[Entries from a pointing dataset]
- - - - -

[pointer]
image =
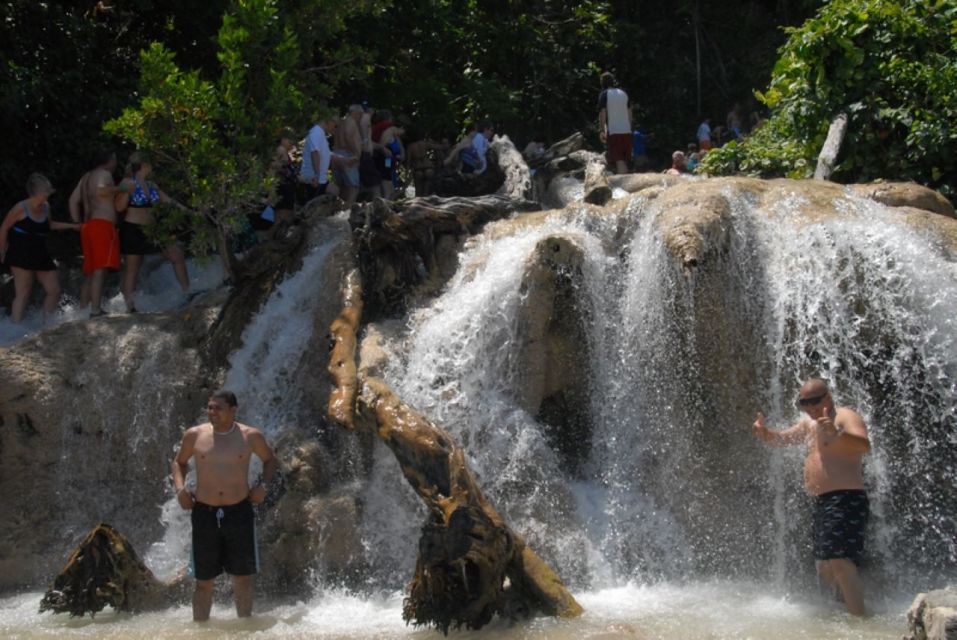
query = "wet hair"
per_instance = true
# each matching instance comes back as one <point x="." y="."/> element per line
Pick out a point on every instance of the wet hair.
<point x="136" y="161"/>
<point x="226" y="396"/>
<point x="381" y="116"/>
<point x="38" y="182"/>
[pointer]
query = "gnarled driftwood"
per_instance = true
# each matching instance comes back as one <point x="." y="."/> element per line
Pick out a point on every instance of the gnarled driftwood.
<point x="105" y="570"/>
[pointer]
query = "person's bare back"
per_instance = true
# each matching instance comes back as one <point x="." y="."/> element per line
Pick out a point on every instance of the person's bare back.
<point x="222" y="463"/>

- - - - -

_Task requirements_
Recast the records above as a two-column CSV with the headers instruction and response, giving one row per record: its text, then its answer, each in a single quoted field with line breaks replaced by spaces. Omit the pictures.

_Problem solution_
instruction,response
"[pointer] image = query = ""wet hair"" per_instance = true # each matching instance comes back as one <point x=""."" y="".""/> element per line Pick out a point on every instance of the wet hair.","<point x=""136"" y=""161""/> <point x=""226"" y=""396""/> <point x=""381"" y=""116""/> <point x=""38"" y=""182""/>"
"[pointer] query = ""gnarled driftwood"" per_instance = true # each matching instance comes back as one <point x=""."" y="".""/> element per line Pick out a point on every instance of the gnarled driftwood.","<point x=""105"" y=""570""/>"
"[pointer] query = ""person's bare back"" per_instance = true # each matching instance comes back as one <point x=""."" y="".""/> element per line Pick out a point on every instance of the person's bare back.","<point x=""222"" y=""463""/>"